* [Set problem 1] Summarize the passage on grid computing in two sentences.
* [Set problem 2] In the passage on grid computing, how many iterations does parameter sweep modeling typically use?

Imagine running a simulation that has many tweakable parameters
that you’ve always set to a pre-set value. When you now move your computations
to a grid, you might not need to get your results back any faster, so you could
now opt to increase the accuracy of your computation by running the same
simulation with different parameter sweeps on different nodes. Further expansion
of your grid will suddenly increase the validity and accuracy of your results, rather
than decrease runtime. An example of such computation can be found in the Oil
and Gas industry where a more refined and accurate computational model of an
oil-field can prevent costly dry holes.



One could assert that Monte Carlo situations are in fact
also "accuracy-increasing" applications of grid, but there are two subtle
differences. First, Monte Carlo simulations run usually on a much more massive
scale, with thousands of very short simulations, where parameter sweep modeling
typically utilizes larger models on a limited (less than a hundred) number of
iterations. Second, typical Monte Carlo simulations only end once a pre-set certain resolution has been achieved,  regardless of the number of grid nodes to your disposal. As such, it is better
to categorize Monte Carlo simulations in the "throughput" category.

* [Supplied material]

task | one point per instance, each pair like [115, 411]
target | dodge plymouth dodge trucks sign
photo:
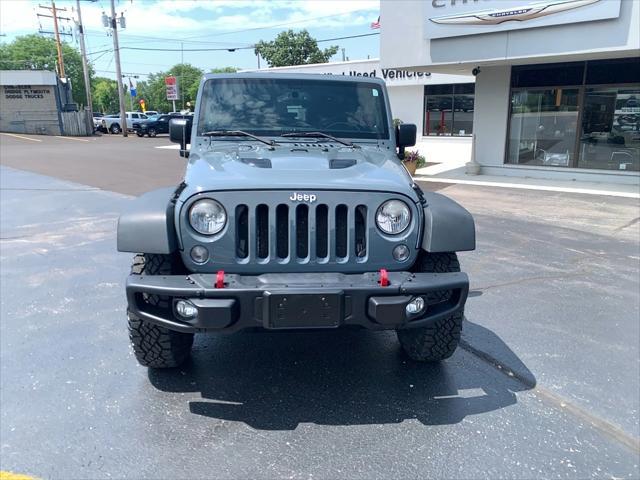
[452, 18]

* [Answer 1] Moving a simulation with many tweakable parameters to a grid lets it run with different parameter sweeps on different nodes, so expanding the grid increases the accuracy and validity of the results rather than decreasing runtime, as with refined oil-field models that can prevent costly dry holes. Monte Carlo simulations differ because they run thousands of very short simulations and end once a pre-set resolution is achieved regardless of the number of nodes, so they are better placed in the "throughput" category.

* [Answer 2] A limited number, less than a hundred.